• Esercizio assegnato 1: Nell'elenco, trascrivi il tratto che va dalla riga contenente "the awning, the" fino a quella contenente "[[194, 109], [196, 106]]", estremi inclusi, sostituendo "carport" con "garage" e lasciando invariato tutto il resto.

• Brano di lettura:
******
Piloti che hanno fatto la storia
Molti i nomi illustri del mondiale, arrivati da ogni parte d’Europa, tra i quali spiccavano quelli del pluricampione iridato Phil Read, di Kel Carruthers e di Freddie Spencer (giunto apposta dagli USA), per non dire di Remo Venturi e di Pierpaolo Bianchi, tanto per citarne alcuni. E poi, c’erano tanti protagonisti dei campionati italiani seniores e juniores del periodo compreso tra la fine degli anni Cinquanta e gli anni Ottanta. Accanto a piloti conosciuti dal grande pubblico, altri noti solo agli addetti ai lavori e agli appassionati più “tosti”, ma non per questo meno significativi. Moto per tutti i gusti. Alcuni esempi...
******
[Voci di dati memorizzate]
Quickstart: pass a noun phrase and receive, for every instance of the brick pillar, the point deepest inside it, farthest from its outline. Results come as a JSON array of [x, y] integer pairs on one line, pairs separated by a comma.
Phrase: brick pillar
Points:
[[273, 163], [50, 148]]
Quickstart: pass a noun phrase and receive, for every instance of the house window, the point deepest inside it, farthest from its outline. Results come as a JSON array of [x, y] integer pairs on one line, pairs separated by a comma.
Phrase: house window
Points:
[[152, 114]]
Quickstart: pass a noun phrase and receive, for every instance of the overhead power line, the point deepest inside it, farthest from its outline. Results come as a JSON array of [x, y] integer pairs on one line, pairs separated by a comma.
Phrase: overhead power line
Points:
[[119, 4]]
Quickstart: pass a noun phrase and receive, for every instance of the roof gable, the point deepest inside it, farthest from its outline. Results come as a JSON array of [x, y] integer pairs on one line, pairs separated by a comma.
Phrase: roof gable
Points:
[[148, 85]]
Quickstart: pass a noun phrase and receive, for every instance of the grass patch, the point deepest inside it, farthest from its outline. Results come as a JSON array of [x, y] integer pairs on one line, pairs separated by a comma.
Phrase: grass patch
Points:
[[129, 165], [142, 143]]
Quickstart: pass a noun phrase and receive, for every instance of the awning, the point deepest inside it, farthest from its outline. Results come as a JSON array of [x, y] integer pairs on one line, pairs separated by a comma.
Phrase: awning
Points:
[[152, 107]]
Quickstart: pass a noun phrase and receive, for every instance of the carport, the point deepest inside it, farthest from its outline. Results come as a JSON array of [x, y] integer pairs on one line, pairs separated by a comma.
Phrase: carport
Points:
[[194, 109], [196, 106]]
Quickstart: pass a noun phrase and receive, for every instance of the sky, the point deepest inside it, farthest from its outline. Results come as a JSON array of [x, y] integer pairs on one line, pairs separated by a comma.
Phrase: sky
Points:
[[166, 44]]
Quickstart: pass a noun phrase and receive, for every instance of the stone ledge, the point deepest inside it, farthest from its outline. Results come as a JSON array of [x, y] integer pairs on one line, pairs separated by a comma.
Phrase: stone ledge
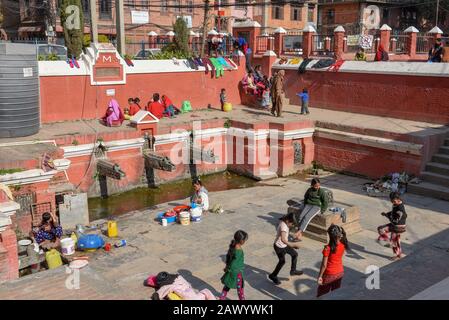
******
• Esercizio assegnato 2: Prosegui, per favore, il brano sui piloti che hanno fatto la storia a partire da dove si interrompe.

• Risposta finale 1:
Quickstart: pass a noun phrase and receive, for every instance of the awning, the point deepest inside it, farthest from its outline. Results come as a JSON array of [x, y] integer pairs on one line, pairs separated by a comma.
Phrase: awning
Points:
[[152, 107]]
Quickstart: pass a noun phrase and receive, for every instance of the garage, the point deepest inside it, farthest from its outline. Results come as a JSON array of [x, y] integer pairs on one line, pairs separated by a comma.
Phrase: garage
Points:
[[194, 109], [196, 106]]

• Risposta finale 2:
In quanto alle moto, ce ne erano per tutti i gusti, tanto da strada quanto di serie. Oltre alle numerose Benelli, come giusto per un marchio che festeggiava i 100 anni di vita, le meravigliose MV da Gran Premio a tre e quattro cilindri della scuderia Elli, varie generazioni di Suzuki RG 500, Yamaha bicilindriche di ogni tipo e di ogni età, splendide inglesi, eccezionali rappresentanti della tecnologia teutonica, e via dicendo… Insomma, impossibile elencarle tutte. Da appassionato, tanto della storia quanto della tecnica della moto, mi limiterò ad alcuni esempi che mi appaiono significativi (ma chissà quanti altri me ne sono sfuggiti…).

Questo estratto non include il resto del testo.